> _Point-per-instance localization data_
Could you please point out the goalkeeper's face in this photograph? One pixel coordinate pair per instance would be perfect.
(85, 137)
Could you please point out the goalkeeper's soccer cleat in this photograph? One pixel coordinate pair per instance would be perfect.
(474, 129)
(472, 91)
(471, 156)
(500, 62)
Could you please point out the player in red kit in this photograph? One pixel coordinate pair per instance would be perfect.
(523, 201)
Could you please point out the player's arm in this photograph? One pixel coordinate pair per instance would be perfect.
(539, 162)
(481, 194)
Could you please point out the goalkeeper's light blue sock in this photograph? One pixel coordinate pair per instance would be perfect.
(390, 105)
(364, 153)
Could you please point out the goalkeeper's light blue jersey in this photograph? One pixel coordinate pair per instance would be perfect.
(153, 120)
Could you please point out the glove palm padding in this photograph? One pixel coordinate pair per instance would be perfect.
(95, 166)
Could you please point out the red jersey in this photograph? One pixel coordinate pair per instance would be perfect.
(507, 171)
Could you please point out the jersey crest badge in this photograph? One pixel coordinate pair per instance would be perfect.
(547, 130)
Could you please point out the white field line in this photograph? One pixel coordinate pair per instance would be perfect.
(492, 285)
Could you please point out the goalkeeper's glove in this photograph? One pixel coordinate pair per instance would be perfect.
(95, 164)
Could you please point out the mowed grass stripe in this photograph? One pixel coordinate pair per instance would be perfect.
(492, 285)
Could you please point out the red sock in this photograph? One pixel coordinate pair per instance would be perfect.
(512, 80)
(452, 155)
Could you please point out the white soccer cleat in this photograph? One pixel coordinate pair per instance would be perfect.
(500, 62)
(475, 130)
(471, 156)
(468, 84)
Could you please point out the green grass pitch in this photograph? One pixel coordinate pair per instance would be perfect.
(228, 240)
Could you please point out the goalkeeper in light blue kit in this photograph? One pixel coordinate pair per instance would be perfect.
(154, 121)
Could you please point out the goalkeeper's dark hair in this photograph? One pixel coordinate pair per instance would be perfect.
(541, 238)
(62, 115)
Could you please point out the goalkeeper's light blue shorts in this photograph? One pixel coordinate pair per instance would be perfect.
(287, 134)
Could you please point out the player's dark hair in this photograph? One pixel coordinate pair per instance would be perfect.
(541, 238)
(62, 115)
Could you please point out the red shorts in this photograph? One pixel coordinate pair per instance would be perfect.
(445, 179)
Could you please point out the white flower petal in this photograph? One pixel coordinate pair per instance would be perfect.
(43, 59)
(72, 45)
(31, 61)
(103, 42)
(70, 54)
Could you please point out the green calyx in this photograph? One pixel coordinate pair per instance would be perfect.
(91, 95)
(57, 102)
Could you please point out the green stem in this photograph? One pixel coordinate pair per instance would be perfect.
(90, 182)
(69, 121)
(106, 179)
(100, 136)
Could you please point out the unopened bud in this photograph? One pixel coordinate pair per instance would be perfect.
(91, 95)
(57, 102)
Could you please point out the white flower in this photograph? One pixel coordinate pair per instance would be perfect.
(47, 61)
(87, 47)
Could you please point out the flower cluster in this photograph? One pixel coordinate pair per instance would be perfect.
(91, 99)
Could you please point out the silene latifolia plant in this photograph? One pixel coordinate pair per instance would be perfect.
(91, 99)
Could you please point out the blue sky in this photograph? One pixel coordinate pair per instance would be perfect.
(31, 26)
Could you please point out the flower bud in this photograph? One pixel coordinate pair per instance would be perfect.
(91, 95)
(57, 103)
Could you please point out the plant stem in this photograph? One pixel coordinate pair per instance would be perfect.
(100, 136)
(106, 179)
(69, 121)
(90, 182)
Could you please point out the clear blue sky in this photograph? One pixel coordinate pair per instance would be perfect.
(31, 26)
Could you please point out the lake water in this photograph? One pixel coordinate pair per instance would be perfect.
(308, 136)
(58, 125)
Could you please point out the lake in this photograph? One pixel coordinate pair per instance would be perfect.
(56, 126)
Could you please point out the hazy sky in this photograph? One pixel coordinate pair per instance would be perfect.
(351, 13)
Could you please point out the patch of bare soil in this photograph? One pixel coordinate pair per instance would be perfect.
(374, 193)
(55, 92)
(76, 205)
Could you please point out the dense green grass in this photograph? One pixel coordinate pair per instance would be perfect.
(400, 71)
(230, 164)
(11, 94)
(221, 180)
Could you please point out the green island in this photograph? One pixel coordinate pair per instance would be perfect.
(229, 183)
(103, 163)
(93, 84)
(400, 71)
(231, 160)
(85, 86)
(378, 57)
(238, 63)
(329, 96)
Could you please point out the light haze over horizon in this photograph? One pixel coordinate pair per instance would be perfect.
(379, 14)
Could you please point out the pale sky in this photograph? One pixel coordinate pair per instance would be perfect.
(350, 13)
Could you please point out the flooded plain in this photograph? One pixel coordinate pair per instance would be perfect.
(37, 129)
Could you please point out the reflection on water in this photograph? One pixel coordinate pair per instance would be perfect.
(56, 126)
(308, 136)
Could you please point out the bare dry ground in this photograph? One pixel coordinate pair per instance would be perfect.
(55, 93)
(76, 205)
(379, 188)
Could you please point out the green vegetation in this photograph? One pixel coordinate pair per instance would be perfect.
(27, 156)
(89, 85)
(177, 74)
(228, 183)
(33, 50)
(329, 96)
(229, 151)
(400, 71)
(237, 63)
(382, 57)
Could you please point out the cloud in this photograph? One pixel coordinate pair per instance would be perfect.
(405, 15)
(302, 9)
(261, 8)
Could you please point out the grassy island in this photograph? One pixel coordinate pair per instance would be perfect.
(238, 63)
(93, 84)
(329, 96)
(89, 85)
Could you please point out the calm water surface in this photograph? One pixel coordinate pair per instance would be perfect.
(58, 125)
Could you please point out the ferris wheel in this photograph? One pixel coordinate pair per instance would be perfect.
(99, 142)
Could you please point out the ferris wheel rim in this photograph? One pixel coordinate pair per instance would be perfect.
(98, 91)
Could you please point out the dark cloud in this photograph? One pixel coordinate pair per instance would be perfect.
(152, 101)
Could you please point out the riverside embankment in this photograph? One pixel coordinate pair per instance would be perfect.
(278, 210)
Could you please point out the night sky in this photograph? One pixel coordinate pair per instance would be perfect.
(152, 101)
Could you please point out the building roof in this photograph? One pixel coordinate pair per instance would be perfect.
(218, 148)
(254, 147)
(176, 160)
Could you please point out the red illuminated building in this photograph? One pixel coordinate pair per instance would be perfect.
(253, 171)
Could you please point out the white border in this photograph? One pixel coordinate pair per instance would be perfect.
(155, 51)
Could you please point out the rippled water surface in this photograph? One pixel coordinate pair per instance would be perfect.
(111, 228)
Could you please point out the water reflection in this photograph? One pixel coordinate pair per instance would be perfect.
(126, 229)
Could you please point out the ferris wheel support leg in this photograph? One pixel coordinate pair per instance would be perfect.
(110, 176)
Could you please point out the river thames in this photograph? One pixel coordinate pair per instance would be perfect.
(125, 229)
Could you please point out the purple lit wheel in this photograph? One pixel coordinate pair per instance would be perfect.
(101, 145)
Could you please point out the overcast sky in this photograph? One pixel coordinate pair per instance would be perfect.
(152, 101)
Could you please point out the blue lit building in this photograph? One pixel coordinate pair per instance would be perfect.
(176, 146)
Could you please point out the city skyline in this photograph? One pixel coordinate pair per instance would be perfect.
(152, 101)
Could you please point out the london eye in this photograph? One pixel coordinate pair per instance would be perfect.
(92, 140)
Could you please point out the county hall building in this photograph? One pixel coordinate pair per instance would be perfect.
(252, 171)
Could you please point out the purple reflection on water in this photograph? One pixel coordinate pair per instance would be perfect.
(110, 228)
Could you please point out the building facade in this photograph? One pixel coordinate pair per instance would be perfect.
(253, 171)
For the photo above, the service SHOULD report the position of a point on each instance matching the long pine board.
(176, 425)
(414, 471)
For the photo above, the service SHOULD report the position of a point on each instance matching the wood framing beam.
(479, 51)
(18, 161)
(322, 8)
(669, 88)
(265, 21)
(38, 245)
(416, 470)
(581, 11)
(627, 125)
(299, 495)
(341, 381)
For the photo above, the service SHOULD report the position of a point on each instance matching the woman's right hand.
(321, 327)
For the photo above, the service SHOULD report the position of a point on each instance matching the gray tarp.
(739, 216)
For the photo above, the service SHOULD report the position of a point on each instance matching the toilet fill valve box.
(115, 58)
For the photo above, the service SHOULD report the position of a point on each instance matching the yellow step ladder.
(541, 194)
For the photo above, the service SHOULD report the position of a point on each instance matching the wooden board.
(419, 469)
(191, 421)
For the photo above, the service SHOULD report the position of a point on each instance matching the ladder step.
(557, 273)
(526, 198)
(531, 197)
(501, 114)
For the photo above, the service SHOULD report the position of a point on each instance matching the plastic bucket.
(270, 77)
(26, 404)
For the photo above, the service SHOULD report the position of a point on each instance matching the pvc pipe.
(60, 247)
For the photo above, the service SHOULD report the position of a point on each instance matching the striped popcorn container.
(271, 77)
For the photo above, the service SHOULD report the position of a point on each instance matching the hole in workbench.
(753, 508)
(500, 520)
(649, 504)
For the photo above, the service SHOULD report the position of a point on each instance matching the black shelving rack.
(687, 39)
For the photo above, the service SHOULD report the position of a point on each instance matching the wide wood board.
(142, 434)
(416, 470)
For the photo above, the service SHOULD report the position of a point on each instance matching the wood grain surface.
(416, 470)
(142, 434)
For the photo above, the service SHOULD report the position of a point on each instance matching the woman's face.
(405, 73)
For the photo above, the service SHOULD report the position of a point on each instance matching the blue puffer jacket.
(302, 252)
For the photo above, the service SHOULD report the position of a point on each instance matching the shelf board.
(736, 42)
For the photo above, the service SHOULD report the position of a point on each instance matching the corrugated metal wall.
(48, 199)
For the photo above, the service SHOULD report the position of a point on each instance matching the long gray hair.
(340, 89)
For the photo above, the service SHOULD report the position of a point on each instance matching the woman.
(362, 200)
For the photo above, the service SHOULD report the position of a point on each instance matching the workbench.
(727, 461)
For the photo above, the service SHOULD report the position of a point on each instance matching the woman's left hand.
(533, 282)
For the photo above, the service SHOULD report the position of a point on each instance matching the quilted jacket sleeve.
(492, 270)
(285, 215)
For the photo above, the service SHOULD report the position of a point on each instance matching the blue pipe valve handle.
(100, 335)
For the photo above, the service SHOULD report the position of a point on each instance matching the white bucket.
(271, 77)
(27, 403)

> _YOUR OBJECTIVE_
Find "pipe valve handle." in the data above, then repeat that line and all lines after it exactly, ending with the final line.

> _SOLUTION TO THE PROBLEM_
For the photo above, the service SHOULD report the position of a point on each instance matching the blue pipe valve handle.
(100, 335)
For the photo above, the service SHOULD report the position of a point on each instance matching the white bucket.
(271, 77)
(27, 403)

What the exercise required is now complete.